(Source records)

· · ·

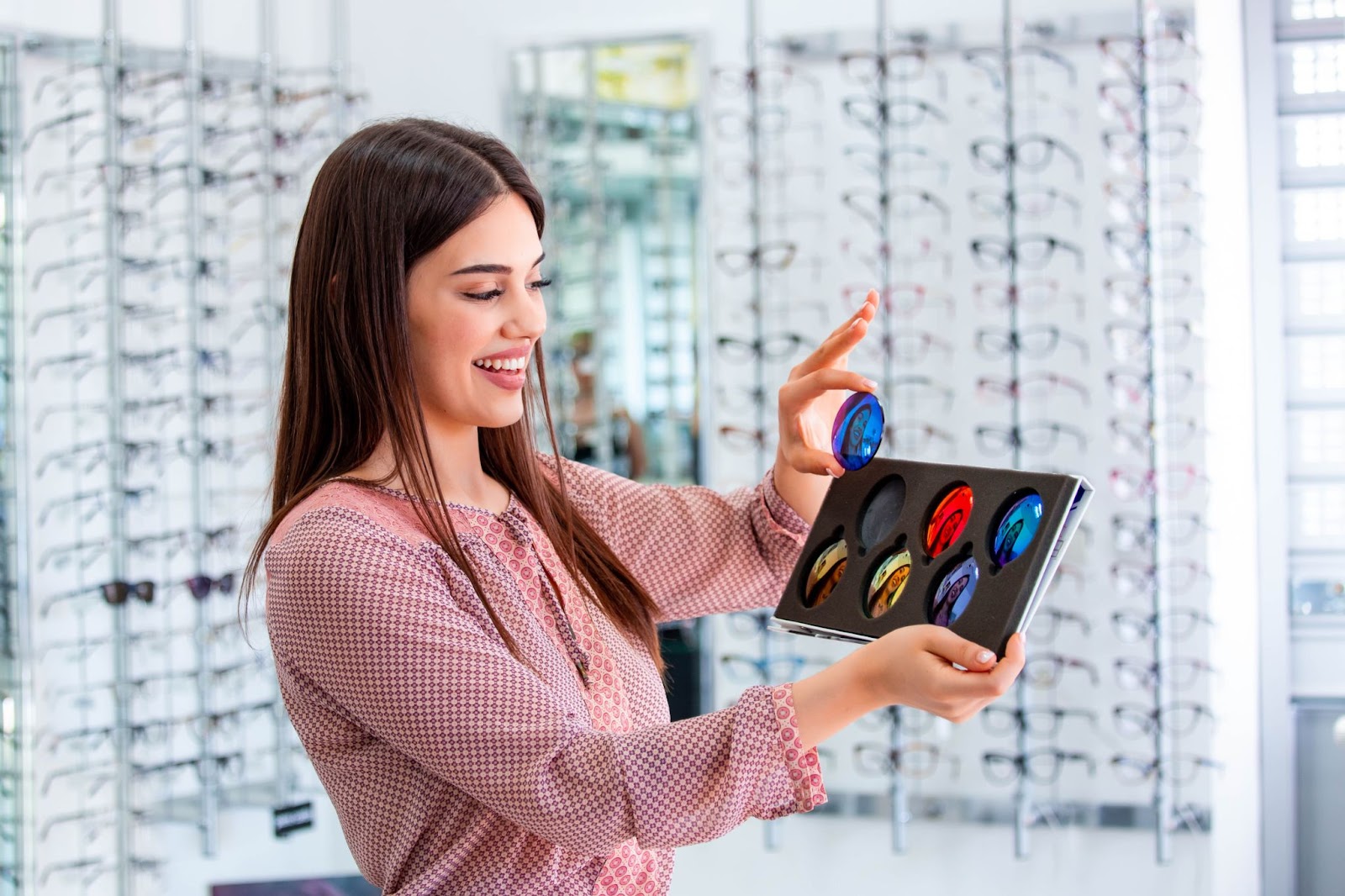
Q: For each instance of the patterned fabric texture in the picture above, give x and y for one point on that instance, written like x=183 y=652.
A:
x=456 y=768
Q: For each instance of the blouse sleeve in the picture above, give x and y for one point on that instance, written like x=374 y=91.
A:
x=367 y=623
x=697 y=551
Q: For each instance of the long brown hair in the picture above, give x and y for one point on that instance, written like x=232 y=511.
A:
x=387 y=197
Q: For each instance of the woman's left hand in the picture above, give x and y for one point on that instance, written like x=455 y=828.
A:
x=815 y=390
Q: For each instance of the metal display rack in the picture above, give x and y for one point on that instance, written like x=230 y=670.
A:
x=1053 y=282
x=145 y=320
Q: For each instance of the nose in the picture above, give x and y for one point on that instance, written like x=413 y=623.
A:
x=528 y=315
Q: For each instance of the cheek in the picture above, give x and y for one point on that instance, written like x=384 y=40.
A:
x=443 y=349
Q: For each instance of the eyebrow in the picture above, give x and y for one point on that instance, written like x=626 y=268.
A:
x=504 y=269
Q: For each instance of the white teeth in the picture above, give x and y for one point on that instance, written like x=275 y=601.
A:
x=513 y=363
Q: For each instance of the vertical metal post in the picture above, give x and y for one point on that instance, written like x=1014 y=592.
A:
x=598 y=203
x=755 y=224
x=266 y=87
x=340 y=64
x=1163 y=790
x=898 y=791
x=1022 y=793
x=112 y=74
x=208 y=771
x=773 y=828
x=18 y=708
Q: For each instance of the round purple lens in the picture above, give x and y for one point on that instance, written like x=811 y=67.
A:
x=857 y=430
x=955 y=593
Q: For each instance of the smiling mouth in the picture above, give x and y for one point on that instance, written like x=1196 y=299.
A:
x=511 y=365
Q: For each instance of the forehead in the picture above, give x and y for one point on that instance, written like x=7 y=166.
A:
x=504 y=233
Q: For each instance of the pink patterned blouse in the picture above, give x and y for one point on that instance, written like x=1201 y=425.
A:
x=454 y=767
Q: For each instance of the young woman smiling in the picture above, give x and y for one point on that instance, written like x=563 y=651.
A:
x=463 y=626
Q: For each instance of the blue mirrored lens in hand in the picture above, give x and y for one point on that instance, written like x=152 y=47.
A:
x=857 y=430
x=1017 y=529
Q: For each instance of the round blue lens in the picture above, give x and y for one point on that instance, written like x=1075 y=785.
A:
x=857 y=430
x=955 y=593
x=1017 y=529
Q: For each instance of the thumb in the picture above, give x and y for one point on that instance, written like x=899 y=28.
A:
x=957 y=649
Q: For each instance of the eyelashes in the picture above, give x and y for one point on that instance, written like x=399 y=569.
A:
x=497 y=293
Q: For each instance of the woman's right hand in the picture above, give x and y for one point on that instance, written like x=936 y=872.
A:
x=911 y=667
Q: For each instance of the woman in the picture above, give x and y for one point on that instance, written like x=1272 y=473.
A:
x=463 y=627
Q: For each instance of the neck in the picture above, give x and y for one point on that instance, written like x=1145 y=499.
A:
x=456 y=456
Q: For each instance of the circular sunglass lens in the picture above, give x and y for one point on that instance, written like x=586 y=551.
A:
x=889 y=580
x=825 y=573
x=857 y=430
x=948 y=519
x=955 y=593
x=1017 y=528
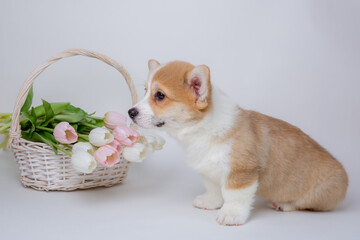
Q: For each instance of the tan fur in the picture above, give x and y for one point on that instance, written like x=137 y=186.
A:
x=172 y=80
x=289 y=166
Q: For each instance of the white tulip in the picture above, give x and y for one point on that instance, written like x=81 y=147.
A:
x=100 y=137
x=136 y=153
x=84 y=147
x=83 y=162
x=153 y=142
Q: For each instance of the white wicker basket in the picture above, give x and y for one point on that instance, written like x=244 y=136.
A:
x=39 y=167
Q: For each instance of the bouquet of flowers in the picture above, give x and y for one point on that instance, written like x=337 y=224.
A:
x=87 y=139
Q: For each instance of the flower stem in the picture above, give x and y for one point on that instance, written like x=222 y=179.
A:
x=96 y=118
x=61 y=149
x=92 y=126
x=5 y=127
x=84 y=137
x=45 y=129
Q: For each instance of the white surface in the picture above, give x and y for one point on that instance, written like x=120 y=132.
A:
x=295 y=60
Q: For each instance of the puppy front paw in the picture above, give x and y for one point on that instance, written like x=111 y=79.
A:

· · ·

» **AIM OF THE TASK**:
Output the data above verbatim, pictures excluded.

» **RESPONSE TO THIS TASK**:
Q: For each instance of the patterned fabric texture in the picture above, give x and y for one point on that instance, written like x=183 y=652.
A:
x=456 y=768
Q: For each instance of the blouse sleeve in the picture above, give x and y for one point on that instance, written like x=374 y=91.
A:
x=367 y=623
x=697 y=551
Q: For each instance of the long brown hair in the picture above, give x and y for one point on that instance, written like x=232 y=511.
A:
x=387 y=197
Q: For each instance of the woman's left hand in the picture above, give x and y for one point on that instance, written like x=455 y=828.
A:
x=815 y=390
Q: For each instance of the metal display rack in the picture above, give x and y for one point on that instance, written like x=230 y=670.
A:
x=1053 y=282
x=145 y=320
Q: For each instance of the nose in the picture above, give x and y for one point on that instance, written like x=413 y=623.
A:
x=528 y=315
Q: For each instance of the cheek in the picture above, give x and y for one point on that instance, written like x=384 y=40.
A:
x=443 y=349
Q: For each instance of the eyebrow in the picture above, give x and y for one point on that instance, written like x=626 y=268.
A:
x=504 y=269
Q: For each instance of the white teeth in the picture above, give x and y for one point on that instance, written like x=275 y=601.
A:
x=513 y=363
Q: For each instance of the vertical metal post in the picture above, give x and y for one point on that instance, written like x=1014 y=592.
A:
x=598 y=203
x=755 y=224
x=266 y=87
x=340 y=64
x=1163 y=790
x=898 y=791
x=1022 y=793
x=112 y=74
x=208 y=771
x=773 y=828
x=18 y=708
Q: For each instance of the round purple lens in the picture above, give x and y for one point on that instance, written like x=811 y=67.
A:
x=857 y=430
x=955 y=593
Q: For each instance of the smiling mouth in the picture above, give x and y for one point on that instance, written like x=1196 y=299.
A:
x=511 y=365
Q: For each instance of the forehead in the picture above, give x and y for one point on that instance, written like x=7 y=166.
A:
x=504 y=233
Q: For each instance of the pink patterned blouse in the picture above, give x and y for one point on that instance, written like x=1201 y=425.
A:
x=454 y=767
Q: For each instance of the young woman smiling in the picture above, give x and y for one point on that instance, written like x=563 y=651.
A:
x=463 y=626
Q: For each instance of the blue mirrored lens in hand in the picture above, give x and y for one point on that instance, written like x=152 y=47.
A:
x=857 y=430
x=1017 y=529
Q: For each instance of the round blue lens in the picture above, give x and y for one point on that instance, written like x=1075 y=785.
A:
x=857 y=430
x=955 y=593
x=1017 y=529
Q: For each instance of the thumb in the picture above, give x and y for one point on that instance, written like x=899 y=28.
A:
x=957 y=649
Q: For each instance of the eyelashes in the picture above, give x and y for one point on that instance, written like x=399 y=569.
A:
x=497 y=293
Q: For each instance of the woman's right hand in the picture above, give x and y for one point on that instance, written like x=936 y=872.
A:
x=911 y=667
Q: For each instance of the woman in the picture above, give x and y for one point on that instance, written like x=1272 y=473.
A:
x=463 y=627
Q: For each instance of the neck in the picture above, give x and y for one point on that instance, written like x=1145 y=499.
A:
x=456 y=456
Q: For each instance of the circular sunglass lens in the picture above, give x and y for one point on that instance, written like x=586 y=551.
A:
x=889 y=580
x=825 y=573
x=857 y=430
x=948 y=519
x=955 y=593
x=1017 y=528
Q: For each instance of the tan fur in the picture above, give x and y for one point on that instance, written like x=137 y=186.
A:
x=172 y=80
x=289 y=166
Q: For each instance of the white tulip in the picture above, give x and y for one point on that instance, written like x=81 y=147.
A:
x=100 y=137
x=136 y=153
x=84 y=147
x=83 y=162
x=153 y=142
Q: For each instance of the white wicker basket in the picture above, give x and y for one point on that instance, written like x=244 y=136.
A:
x=39 y=167
Q: For each instance of the bouquet of flowers in the picture above, give x and y for one point on that instance, written like x=337 y=224.
A:
x=87 y=139
Q: For each instance of the flower stem in the picture above, give x and y for one point on that instance, written like x=222 y=179.
A:
x=96 y=118
x=61 y=149
x=92 y=126
x=5 y=127
x=84 y=137
x=45 y=129
Q: For each instance of the white surface in the picture above, give x and y for one point on that instance, written like x=120 y=132.
A:
x=295 y=60
Q: For each instance of the puppy front paw in the picture above, give x and y for one point on that instance, written like x=111 y=79.
A:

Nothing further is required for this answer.